---------- RECORDS FOR THIS TASK
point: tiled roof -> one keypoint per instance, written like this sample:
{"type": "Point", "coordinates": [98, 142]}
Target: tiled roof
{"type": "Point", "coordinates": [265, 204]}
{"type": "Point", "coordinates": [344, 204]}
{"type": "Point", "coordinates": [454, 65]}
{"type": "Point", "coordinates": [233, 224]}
--------------------
---------- RECORDS FOR THIS TASK
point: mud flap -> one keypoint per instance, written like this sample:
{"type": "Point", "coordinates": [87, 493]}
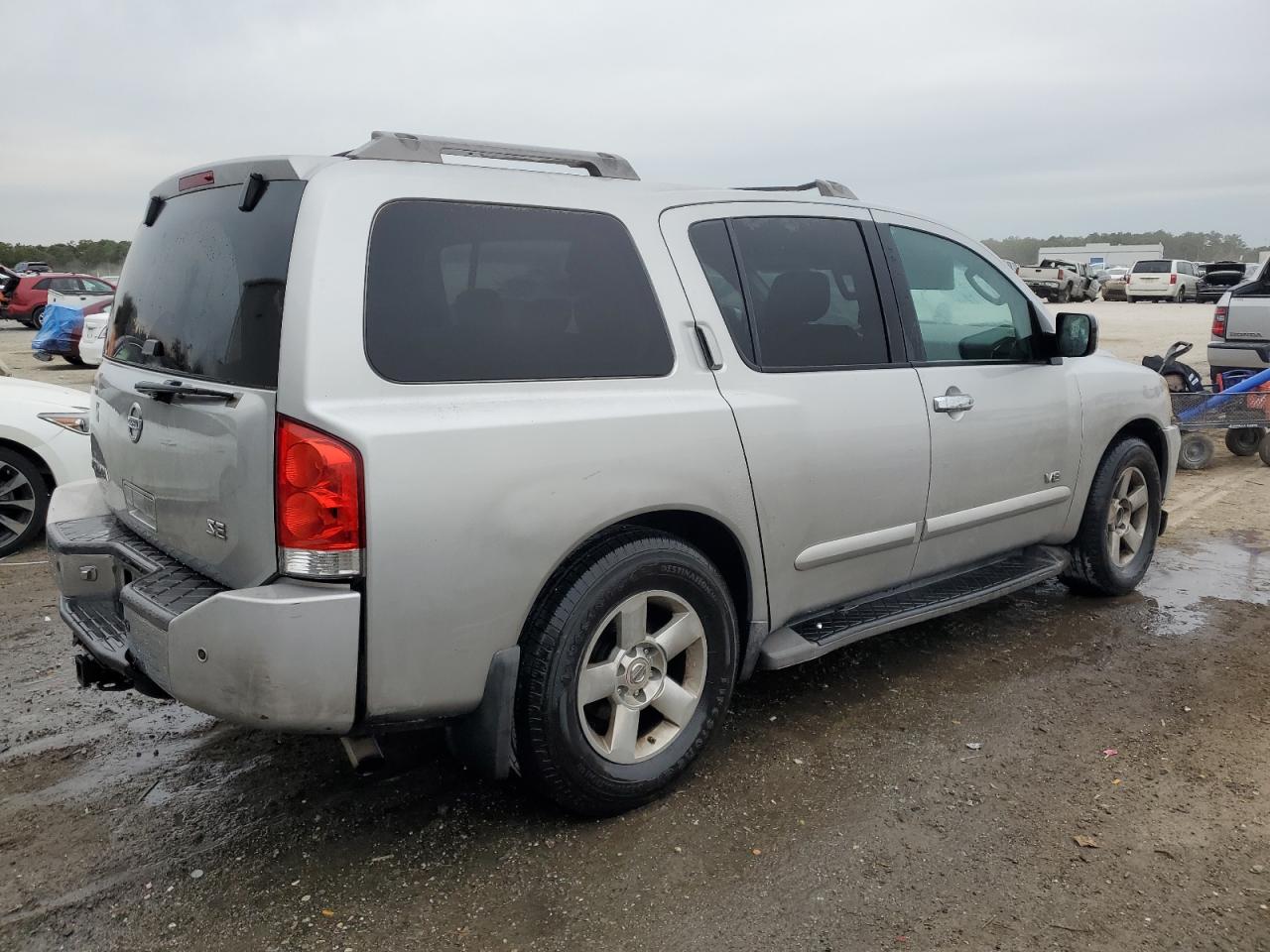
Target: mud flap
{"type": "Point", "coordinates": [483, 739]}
--------------------
---------- RECORDS FOR THIS TASK
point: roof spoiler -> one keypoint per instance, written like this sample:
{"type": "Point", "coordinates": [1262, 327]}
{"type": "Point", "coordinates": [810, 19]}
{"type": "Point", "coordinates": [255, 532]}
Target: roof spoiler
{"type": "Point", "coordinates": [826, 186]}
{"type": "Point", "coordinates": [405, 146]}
--------------------
## DO THIS
Show each line of the entries above that contains the string "spoiler".

## ANSWER
point: roof spoiler -> one keypoint per instance, written like this sample:
Target: roof spoiler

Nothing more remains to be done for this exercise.